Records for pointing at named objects

###

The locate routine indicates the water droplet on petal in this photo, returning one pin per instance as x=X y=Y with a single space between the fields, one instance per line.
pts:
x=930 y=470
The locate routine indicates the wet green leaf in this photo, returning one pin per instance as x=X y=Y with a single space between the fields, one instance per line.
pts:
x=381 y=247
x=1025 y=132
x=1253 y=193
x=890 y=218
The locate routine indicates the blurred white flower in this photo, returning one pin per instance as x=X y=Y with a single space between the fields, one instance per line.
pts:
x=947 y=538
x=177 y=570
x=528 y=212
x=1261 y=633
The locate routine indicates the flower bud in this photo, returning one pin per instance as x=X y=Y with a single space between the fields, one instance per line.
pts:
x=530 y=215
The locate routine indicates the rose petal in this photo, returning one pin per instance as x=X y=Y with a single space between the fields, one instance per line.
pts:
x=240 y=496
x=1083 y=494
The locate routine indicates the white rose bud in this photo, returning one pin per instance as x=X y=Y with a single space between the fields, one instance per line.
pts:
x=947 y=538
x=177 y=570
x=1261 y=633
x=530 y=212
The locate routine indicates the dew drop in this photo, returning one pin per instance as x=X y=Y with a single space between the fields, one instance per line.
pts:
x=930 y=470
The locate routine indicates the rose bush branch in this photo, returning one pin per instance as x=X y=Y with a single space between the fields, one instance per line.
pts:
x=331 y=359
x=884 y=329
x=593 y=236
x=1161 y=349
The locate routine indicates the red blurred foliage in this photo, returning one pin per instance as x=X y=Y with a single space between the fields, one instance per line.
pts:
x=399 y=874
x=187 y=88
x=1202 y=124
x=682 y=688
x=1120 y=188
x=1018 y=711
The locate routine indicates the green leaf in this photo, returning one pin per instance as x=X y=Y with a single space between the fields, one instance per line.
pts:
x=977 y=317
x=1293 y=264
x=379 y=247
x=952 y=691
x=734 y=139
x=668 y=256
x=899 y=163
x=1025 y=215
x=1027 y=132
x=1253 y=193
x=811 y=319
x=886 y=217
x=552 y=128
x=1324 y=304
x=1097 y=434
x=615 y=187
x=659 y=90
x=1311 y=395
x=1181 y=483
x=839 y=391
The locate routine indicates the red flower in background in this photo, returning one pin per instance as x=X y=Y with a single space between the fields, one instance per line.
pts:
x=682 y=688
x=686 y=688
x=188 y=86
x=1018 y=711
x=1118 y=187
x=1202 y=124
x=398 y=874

###

**Written problem**
Write out again only the lines starting with the line that contains "The locate routine indicates the flower" and going on through the line that contains "x=1083 y=494", requests included, and scale every x and y coordinate in the answers by 0.5, rounding to whole numbers with halves going up. Keep the request wording and its x=X y=Y format sample unchanged.

**Output of the task**
The locate routine indicates the flower bud in this photo, returning one pin per instance as x=X y=Y with a single space between the fields, one instance per line.
pts:
x=265 y=108
The locate routine indicates the rose petal in this photo, returning one pin per instance as x=X y=Y with a single space between the fields, one instance per line.
pts:
x=120 y=248
x=542 y=247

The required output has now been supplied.